------ Registros a utilizar
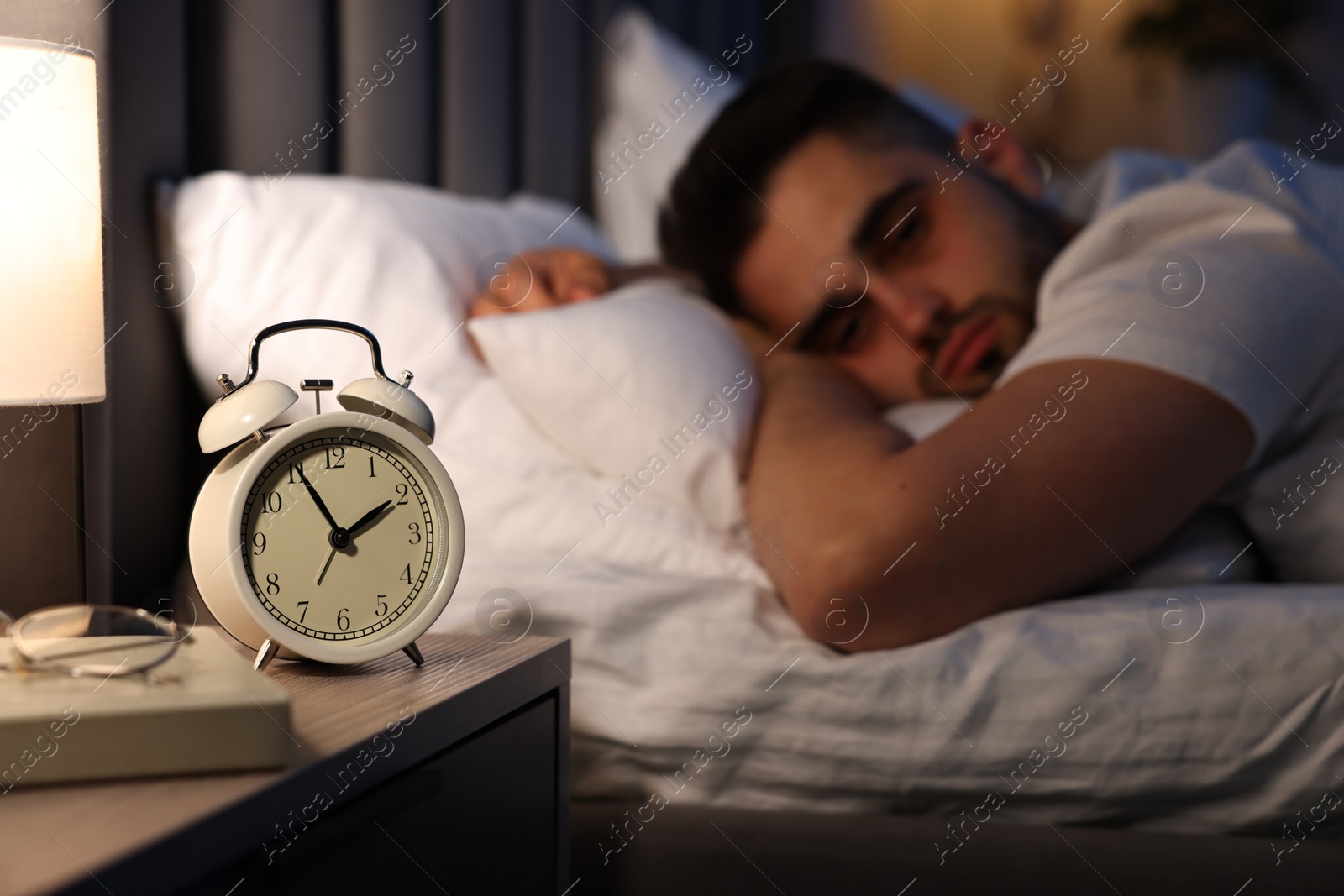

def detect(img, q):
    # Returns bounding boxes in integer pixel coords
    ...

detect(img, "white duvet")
[170,175,1344,851]
[435,373,1344,847]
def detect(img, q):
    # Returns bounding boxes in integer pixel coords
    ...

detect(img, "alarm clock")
[190,320,464,670]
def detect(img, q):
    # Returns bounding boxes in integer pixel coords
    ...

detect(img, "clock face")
[240,430,446,643]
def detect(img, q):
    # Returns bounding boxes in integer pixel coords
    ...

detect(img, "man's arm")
[748,354,1252,650]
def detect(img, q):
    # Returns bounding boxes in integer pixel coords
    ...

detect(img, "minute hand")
[347,501,392,536]
[298,466,340,531]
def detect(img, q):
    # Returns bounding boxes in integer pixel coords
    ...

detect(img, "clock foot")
[253,638,280,672]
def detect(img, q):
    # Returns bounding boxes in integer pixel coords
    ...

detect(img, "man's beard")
[919,175,1067,398]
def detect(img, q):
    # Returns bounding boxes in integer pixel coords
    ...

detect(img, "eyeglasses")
[0,603,191,679]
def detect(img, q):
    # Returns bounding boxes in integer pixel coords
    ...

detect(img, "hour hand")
[298,464,340,531]
[347,501,392,535]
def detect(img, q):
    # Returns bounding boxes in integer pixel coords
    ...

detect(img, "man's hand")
[469,249,612,317]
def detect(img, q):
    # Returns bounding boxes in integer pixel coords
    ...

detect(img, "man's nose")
[869,275,949,341]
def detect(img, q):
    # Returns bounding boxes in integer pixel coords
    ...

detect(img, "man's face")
[735,134,1062,406]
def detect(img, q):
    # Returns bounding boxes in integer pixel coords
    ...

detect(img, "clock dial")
[240,430,444,642]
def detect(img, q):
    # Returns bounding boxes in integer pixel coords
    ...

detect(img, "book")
[0,627,294,794]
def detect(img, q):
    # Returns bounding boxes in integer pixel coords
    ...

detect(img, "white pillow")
[468,280,761,529]
[156,172,610,423]
[593,8,761,262]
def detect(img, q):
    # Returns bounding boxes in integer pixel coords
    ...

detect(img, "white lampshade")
[0,38,106,405]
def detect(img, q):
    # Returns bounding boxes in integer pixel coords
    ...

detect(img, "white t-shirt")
[999,139,1344,580]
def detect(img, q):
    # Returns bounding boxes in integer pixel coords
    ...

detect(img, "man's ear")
[957,118,1046,200]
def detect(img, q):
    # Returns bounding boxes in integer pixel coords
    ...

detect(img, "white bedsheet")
[435,378,1344,845]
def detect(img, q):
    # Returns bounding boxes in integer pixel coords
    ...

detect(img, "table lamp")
[0,38,106,600]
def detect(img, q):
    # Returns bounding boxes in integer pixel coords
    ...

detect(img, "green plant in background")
[1121,0,1317,105]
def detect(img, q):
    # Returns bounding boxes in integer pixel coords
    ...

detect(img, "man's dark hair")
[659,59,953,314]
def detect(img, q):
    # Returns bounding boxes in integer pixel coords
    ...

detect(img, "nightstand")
[0,636,573,896]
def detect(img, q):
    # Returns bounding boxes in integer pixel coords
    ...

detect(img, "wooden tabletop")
[0,636,570,893]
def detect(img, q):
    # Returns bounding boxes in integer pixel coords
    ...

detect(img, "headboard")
[0,0,815,610]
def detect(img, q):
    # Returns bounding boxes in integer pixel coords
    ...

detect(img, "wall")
[822,0,1344,166]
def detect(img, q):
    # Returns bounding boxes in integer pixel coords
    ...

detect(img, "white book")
[0,627,294,794]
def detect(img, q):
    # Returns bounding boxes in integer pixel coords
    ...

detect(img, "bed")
[34,0,1344,893]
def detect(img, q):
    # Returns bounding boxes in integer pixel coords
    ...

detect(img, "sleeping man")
[475,62,1344,650]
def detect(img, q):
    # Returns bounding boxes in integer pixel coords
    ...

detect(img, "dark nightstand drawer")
[169,693,569,896]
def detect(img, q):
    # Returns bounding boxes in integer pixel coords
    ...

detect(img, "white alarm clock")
[190,320,464,669]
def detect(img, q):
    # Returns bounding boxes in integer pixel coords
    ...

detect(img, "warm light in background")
[0,38,106,405]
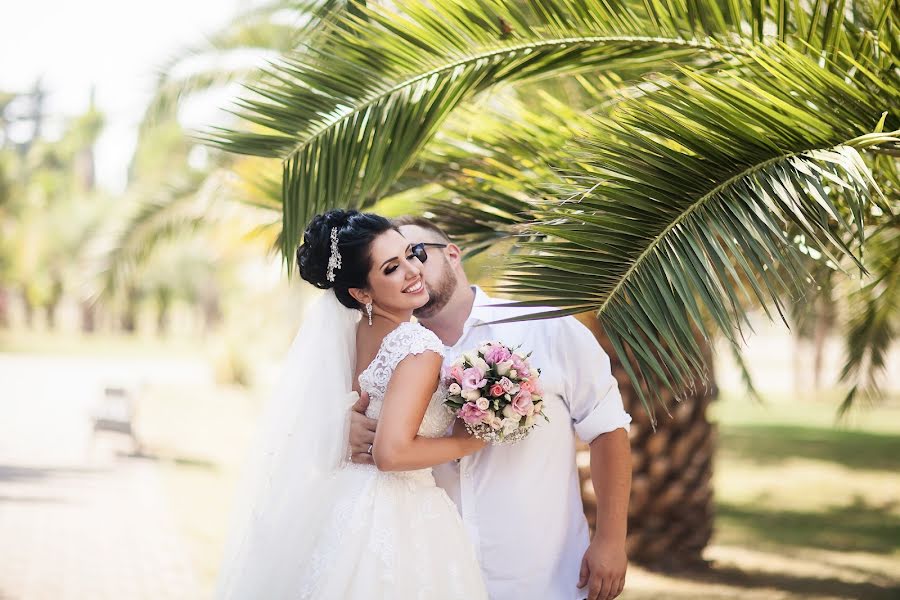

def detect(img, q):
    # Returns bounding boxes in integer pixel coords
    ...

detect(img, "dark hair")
[391,215,453,244]
[297,209,396,308]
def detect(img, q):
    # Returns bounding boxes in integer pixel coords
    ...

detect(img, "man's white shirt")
[434,287,631,600]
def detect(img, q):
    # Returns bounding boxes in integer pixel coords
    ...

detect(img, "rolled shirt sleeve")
[557,317,631,444]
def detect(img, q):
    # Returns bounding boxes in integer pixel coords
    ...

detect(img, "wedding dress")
[216,292,487,600]
[299,323,487,600]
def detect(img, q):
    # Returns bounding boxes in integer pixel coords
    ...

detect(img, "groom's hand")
[578,537,628,600]
[350,392,378,465]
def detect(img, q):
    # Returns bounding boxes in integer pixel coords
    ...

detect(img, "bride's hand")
[450,419,487,452]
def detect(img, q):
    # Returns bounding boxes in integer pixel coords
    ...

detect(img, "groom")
[350,217,631,600]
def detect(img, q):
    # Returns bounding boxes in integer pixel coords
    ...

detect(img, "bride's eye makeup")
[384,246,419,275]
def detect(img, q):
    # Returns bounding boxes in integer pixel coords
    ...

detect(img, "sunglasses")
[410,242,447,263]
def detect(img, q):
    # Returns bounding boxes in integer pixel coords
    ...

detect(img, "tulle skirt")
[298,465,487,600]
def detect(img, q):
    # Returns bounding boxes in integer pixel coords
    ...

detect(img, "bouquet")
[444,342,549,444]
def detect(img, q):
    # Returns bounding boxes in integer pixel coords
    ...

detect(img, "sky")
[0,0,246,191]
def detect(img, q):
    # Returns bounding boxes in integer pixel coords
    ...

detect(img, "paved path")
[0,354,206,600]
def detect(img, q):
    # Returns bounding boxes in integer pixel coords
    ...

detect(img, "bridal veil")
[215,290,359,600]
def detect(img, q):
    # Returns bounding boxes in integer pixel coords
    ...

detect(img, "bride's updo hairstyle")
[297,209,397,309]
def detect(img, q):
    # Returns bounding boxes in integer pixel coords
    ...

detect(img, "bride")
[216,210,487,600]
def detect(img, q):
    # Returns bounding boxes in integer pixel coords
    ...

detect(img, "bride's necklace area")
[372,312,406,325]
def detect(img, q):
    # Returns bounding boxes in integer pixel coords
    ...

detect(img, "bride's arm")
[372,351,485,471]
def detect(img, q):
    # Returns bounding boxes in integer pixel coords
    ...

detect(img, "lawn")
[134,378,900,600]
[622,394,900,599]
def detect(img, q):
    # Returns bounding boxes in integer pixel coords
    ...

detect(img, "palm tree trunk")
[578,314,717,569]
[0,285,10,328]
[81,300,97,333]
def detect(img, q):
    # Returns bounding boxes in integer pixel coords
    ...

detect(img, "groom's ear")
[447,244,462,264]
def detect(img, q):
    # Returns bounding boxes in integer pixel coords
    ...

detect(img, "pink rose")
[512,391,534,417]
[512,354,531,377]
[460,367,487,390]
[484,345,511,365]
[459,402,487,425]
[450,365,463,385]
[519,379,535,394]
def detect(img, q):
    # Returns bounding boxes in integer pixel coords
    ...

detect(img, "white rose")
[472,356,490,373]
[501,419,519,434]
[460,389,481,402]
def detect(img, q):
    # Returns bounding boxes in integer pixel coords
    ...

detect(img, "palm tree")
[209,0,900,562]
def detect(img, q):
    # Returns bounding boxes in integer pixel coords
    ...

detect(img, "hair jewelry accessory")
[325,227,341,281]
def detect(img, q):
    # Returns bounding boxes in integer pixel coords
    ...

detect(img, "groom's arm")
[350,392,378,465]
[555,317,631,600]
[578,428,631,600]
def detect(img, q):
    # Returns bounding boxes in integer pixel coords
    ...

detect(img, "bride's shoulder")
[389,321,444,356]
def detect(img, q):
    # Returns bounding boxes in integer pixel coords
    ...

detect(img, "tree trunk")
[578,314,717,569]
[0,285,10,328]
[81,300,97,333]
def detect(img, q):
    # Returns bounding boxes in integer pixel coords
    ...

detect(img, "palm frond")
[210,0,760,266]
[499,46,900,408]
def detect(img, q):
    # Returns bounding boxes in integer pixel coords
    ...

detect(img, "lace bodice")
[359,323,453,437]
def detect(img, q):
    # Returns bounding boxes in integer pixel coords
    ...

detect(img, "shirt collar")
[466,285,497,327]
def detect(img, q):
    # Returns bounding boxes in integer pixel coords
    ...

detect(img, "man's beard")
[413,260,456,319]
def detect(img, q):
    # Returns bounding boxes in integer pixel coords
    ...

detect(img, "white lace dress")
[299,323,487,600]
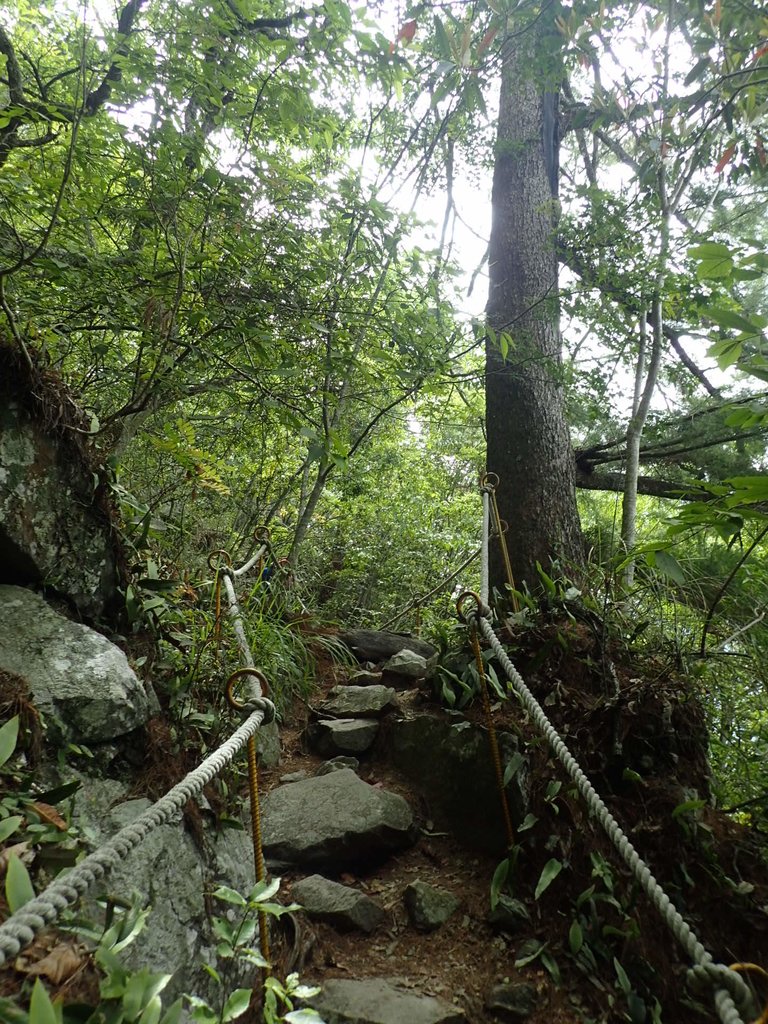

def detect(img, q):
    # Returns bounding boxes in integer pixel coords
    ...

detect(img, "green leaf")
[160,998,184,1024]
[490,858,512,910]
[703,308,760,334]
[213,886,248,906]
[138,995,163,1024]
[248,879,281,903]
[672,800,707,818]
[0,814,24,843]
[613,956,632,995]
[688,242,731,260]
[30,978,59,1024]
[534,857,562,899]
[654,550,685,586]
[221,988,253,1024]
[515,939,549,968]
[5,854,35,913]
[0,715,18,765]
[283,1007,326,1024]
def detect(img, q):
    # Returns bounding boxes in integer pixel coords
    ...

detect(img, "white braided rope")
[0,698,274,967]
[475,488,752,1024]
[223,569,261,675]
[231,544,267,577]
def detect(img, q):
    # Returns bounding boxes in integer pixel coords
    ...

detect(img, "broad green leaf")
[653,549,685,586]
[160,998,184,1024]
[5,854,35,913]
[283,1007,326,1024]
[213,886,248,906]
[0,715,18,765]
[138,995,163,1024]
[534,857,562,899]
[703,308,760,334]
[688,242,731,260]
[515,939,549,968]
[221,988,253,1024]
[0,814,24,843]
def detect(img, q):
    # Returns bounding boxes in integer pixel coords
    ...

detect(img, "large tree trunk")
[485,5,582,589]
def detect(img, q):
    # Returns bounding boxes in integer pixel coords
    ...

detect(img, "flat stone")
[485,981,539,1021]
[319,683,395,718]
[71,772,255,1001]
[339,630,438,664]
[387,713,529,854]
[308,978,467,1024]
[349,669,382,686]
[0,586,157,743]
[314,754,360,775]
[262,769,416,872]
[402,879,461,932]
[0,389,122,618]
[291,874,386,934]
[384,649,429,679]
[488,893,530,932]
[307,718,379,757]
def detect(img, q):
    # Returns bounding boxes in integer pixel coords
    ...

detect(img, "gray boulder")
[291,874,386,934]
[339,630,437,664]
[319,683,395,718]
[262,769,416,871]
[75,776,255,1002]
[384,648,429,679]
[349,669,381,686]
[485,981,539,1022]
[402,879,461,932]
[307,718,379,758]
[0,586,157,743]
[387,714,529,854]
[309,978,467,1024]
[314,754,360,775]
[0,391,119,617]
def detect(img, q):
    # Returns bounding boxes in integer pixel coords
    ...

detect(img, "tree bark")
[485,5,583,589]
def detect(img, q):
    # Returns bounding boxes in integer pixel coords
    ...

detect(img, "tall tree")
[485,2,581,587]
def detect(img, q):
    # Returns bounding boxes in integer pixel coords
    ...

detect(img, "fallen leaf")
[30,803,69,831]
[26,942,87,985]
[0,843,35,876]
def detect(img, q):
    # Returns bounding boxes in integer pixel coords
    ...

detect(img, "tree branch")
[575,464,713,502]
[83,0,145,117]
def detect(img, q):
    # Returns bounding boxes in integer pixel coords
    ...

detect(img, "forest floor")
[257,637,768,1024]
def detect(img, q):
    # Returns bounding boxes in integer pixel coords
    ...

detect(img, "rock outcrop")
[262,768,416,873]
[0,586,157,743]
[310,978,467,1024]
[0,362,120,618]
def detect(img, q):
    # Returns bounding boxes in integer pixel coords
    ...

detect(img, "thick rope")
[0,712,274,967]
[471,629,515,851]
[476,615,752,1024]
[378,548,480,630]
[230,544,268,577]
[469,486,752,1024]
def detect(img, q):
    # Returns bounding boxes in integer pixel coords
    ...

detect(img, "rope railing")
[459,479,754,1024]
[0,698,274,967]
[378,548,480,630]
[0,551,274,967]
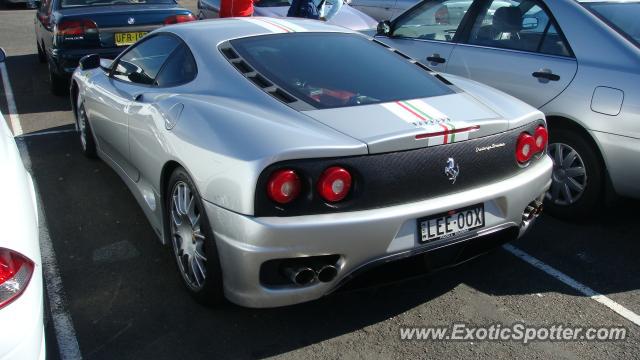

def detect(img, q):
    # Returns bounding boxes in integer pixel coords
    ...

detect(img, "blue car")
[35,0,196,95]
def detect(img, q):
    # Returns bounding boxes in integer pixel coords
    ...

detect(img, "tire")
[165,167,224,307]
[76,101,97,159]
[545,127,605,221]
[49,64,69,96]
[36,42,47,64]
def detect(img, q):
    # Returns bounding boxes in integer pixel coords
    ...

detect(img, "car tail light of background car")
[318,166,351,202]
[516,125,549,165]
[164,14,196,25]
[0,248,34,309]
[56,20,98,36]
[267,169,302,204]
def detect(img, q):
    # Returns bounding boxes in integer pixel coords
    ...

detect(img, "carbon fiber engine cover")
[255,120,546,216]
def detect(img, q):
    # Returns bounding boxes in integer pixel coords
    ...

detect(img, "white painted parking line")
[0,62,22,136]
[502,244,640,326]
[16,138,82,360]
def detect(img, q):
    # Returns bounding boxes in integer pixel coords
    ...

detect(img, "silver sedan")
[198,0,378,31]
[71,17,552,307]
[378,0,640,219]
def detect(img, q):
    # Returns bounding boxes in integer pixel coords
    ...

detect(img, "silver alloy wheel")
[546,143,587,206]
[78,106,87,150]
[170,181,207,291]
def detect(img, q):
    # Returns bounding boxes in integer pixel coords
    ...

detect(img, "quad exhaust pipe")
[284,265,338,286]
[522,200,543,222]
[284,267,316,286]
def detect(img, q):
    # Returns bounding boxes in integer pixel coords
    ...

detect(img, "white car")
[0,49,45,360]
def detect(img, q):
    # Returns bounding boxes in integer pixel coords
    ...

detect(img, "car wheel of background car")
[49,64,69,96]
[76,103,96,158]
[166,168,224,306]
[36,42,47,64]
[545,127,604,220]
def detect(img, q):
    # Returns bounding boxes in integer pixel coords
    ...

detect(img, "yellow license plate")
[115,31,147,46]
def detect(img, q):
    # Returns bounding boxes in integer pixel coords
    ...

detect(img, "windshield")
[60,0,176,8]
[231,33,453,109]
[582,2,640,46]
------------
Muestra cada línea de los registros anteriores que contenga la palabra "clock".

detect(img, "alarm clock")
detect(img, "clock face")
detect(img, "clock foot")
detect(img, "clock dial")
detect(img, "white alarm clock")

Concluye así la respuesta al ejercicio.